▸ Short problem
Output the data below in full, byte for byte. Nothing may differ.

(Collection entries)
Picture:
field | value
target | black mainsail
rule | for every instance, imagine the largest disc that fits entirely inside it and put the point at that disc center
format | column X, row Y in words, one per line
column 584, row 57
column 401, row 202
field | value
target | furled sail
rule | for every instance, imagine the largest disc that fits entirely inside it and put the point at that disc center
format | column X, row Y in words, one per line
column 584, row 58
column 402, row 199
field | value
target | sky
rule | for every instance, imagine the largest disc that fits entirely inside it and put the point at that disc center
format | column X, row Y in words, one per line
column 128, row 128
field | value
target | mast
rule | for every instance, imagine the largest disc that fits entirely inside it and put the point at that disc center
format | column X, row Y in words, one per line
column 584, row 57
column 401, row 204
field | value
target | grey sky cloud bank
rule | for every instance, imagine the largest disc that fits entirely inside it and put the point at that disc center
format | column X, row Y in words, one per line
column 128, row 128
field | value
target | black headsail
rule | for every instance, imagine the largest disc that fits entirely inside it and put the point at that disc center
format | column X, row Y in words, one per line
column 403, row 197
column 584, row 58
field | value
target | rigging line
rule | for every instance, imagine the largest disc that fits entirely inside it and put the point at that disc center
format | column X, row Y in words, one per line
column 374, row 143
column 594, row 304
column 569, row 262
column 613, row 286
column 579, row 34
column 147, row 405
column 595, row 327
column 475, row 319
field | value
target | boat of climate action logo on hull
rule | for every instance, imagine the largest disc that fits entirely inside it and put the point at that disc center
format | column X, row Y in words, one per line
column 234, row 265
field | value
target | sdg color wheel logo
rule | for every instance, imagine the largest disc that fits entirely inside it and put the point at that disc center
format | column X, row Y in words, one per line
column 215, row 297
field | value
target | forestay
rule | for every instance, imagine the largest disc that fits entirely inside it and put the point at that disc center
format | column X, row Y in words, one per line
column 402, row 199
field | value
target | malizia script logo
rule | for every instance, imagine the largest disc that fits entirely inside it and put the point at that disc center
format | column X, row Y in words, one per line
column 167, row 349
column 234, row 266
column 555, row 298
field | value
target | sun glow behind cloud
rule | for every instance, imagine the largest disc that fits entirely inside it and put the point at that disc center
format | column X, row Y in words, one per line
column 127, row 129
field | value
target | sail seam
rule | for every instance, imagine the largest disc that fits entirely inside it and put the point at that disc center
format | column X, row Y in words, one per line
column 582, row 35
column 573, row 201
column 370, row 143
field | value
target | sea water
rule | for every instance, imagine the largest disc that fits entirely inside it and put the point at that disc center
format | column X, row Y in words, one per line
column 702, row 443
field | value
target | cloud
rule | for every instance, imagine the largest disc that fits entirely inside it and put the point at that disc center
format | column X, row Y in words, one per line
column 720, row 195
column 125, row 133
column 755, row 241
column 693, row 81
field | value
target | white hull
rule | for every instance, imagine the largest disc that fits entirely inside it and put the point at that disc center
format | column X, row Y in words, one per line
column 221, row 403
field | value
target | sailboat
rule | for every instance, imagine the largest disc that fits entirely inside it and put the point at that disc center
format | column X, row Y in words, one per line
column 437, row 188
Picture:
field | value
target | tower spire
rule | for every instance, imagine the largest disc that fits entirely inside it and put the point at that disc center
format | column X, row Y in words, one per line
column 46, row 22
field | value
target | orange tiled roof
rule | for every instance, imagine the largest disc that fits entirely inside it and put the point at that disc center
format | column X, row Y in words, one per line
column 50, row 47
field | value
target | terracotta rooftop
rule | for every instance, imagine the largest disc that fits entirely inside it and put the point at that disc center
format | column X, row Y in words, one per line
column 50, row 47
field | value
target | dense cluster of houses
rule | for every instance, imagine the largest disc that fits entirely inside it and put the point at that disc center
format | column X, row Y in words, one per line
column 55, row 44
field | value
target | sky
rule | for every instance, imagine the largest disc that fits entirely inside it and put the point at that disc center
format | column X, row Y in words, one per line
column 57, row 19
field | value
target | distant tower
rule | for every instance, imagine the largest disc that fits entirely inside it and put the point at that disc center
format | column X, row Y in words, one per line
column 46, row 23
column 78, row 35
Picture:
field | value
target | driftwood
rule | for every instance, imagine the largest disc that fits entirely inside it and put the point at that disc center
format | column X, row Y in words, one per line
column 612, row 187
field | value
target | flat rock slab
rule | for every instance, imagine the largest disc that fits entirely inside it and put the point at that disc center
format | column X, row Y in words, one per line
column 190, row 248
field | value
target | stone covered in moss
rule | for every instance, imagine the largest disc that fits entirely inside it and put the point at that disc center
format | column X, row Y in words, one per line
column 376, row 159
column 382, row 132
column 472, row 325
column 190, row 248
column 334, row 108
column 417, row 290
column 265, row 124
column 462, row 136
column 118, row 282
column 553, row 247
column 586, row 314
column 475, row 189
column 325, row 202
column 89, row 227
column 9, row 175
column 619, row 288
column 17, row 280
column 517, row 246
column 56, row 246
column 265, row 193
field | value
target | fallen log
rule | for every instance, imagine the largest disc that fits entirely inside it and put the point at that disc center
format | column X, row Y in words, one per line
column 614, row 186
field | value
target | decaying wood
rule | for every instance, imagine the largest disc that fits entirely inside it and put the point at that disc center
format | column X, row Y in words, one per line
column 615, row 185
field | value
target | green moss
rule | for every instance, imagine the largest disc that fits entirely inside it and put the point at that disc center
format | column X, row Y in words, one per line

▸ Complete output
Picture:
field | value
target | black mainsail
rule | for every instance, imagine the largest disc that fits entirely inside it and put the point at that disc center
format | column X, row Y in words, one per line
column 584, row 57
column 401, row 202
field | value
target | furled sail
rule | for every instance, imagine the largest disc that fits entirely inside it and put the point at that disc center
format | column X, row Y in words, one per line
column 584, row 58
column 402, row 199
field | value
target | sky
rule | for every instance, imagine the largest disc that fits entirely inside it and put the point at that disc center
format | column X, row Y in words, one per line
column 128, row 128
field | value
target | mast
rule | for every instance, imagine the largest disc that fits entirely inside it and put the point at that disc center
format | column X, row Y in words, one per line
column 584, row 57
column 401, row 204
field | value
target | grey sky cloud bank
rule | for every instance, imagine the largest disc that fits entirely inside it and put the point at that disc center
format | column X, row Y in words, one per line
column 128, row 128
field | value
target | black headsail
rule | for every instance, imagine the largest disc that fits entirely inside it and put the point at that disc center
format | column X, row Y in words, one per line
column 403, row 197
column 584, row 58
field | value
target | rigging line
rule | for every instance, imagine the largest disc that fits entirely inside it and put the point at that disc center
format | column X, row Y in words, one per line
column 374, row 143
column 594, row 304
column 569, row 262
column 613, row 286
column 579, row 34
column 147, row 405
column 595, row 327
column 475, row 319
field | value
target | boat of climate action logo on hull
rule | for every instance, imagine the largest disc that fits entirely inside it and put the point at that disc center
format | column X, row Y in words, one per line
column 234, row 265
field | value
target | sdg color wheel logo
rule | for every instance, imagine the largest disc that fits entirely inside it and put the point at that disc center
format | column X, row Y in words, one per line
column 215, row 297
field | value
target | forestay
rule | for every instance, imagine the largest disc that fits entirely inside it and put the point at that disc center
format | column X, row Y in words, one per line
column 402, row 199
field | value
target | malizia script logo
rule | for every instance, imagine the largest disc that fits entirely inside it and put the point at that disc center
format | column X, row Y in words, one per line
column 167, row 349
column 234, row 266
column 555, row 298
field | value
target | sun glow behind cloud
rule | for every instance, imagine the largest disc that fits entirely inside it and put the point at that disc center
format | column X, row Y in words, one per line
column 127, row 129
field | value
target | sail seam
rule | for every instance, imagine the largest disc that fits entirely inside it and put the point at that disc center
format | column X, row Y in words, one per line
column 582, row 35
column 573, row 201
column 370, row 143
field | value
target | sea water
rule | for every instance, imagine the largest disc that fits entirely inside it and put the point at that disc center
format | column X, row Y in words, one per line
column 702, row 443
field | value
target | cloud
rule | for every instance, imagine the largest disc that fits entirely inside it and put the point at that disc center
format | column X, row Y in words, one per line
column 720, row 195
column 125, row 133
column 755, row 241
column 693, row 81
field | value
target | white hull
rule | for every instance, imagine the largest disc that fits entirely inside it and put the point at that disc center
format | column X, row Y in words, one per line
column 221, row 403
field | value
target | sailboat
rule | for every instance, imagine the largest disc that fits entirely inside it and put the point at that disc center
format | column X, row Y in words, one per line
column 437, row 188
Picture:
field | value
target | tower spire
rule | for every instance, imagine the largest disc that fits entirely inside it and put the point at that disc center
format | column X, row Y in words, one per line
column 46, row 22
field | value
target | orange tiled roof
rule | for every instance, imagine the largest disc that fits entirely inside it and put the point at that disc center
format | column X, row Y in words, one per line
column 50, row 47
field | value
target | terracotta rooftop
rule | for every instance, imagine the largest disc that fits entirely inside it and put the point at that disc center
format | column X, row Y in words, one per line
column 50, row 47
field | value
target | dense cluster of houses
rule | for every instance, imagine the largest disc that fits entirely inside it and put the point at that disc center
format | column X, row Y in words, one per line
column 55, row 44
field | value
target | sky
rule | for every instance, imagine the largest disc that fits entirely inside it and put the point at that disc center
format | column X, row Y in words, one per line
column 57, row 19
field | value
target | distant tower
rule | for every instance, imagine the largest disc that fits entirely inside it and put the point at that disc center
format | column X, row Y in words, one per line
column 46, row 23
column 78, row 35
Picture:
field | value
target | driftwood
rule | for every instance, imagine the largest disc that fits entirely inside it and put the point at that disc center
format | column X, row Y in words, one per line
column 612, row 187
field | value
target | flat rock slab
rule | for every instance, imagine the largest disc that fits entirely inside it and put the point at that disc center
format | column X, row Y in words, one per line
column 190, row 248
field | value
target | stone covered in moss
rule | for every instance, imagine the largest disc that fits entirely inside it and put the point at that disc center
format | column X, row Y in words, one per line
column 376, row 159
column 382, row 132
column 472, row 325
column 190, row 248
column 334, row 108
column 417, row 290
column 265, row 124
column 462, row 136
column 118, row 282
column 553, row 247
column 586, row 314
column 475, row 189
column 325, row 202
column 89, row 227
column 9, row 175
column 619, row 288
column 17, row 280
column 517, row 246
column 56, row 246
column 265, row 193
field | value
target | fallen log
rule | for every instance, imagine the largest disc that fits entirely inside it and put the point at that disc center
format | column X, row Y in words, one per line
column 614, row 186
field | value
target | decaying wood
rule | for every instance, imagine the largest disc that fits entirely inside it and put the point at that disc center
format | column X, row Y in words, one per line
column 615, row 185
field | value
target | green moss
rule | for every instance, imagine the largest disc that fits entirely inside it and put the point at that disc center
format | column X, row Y in words, one per line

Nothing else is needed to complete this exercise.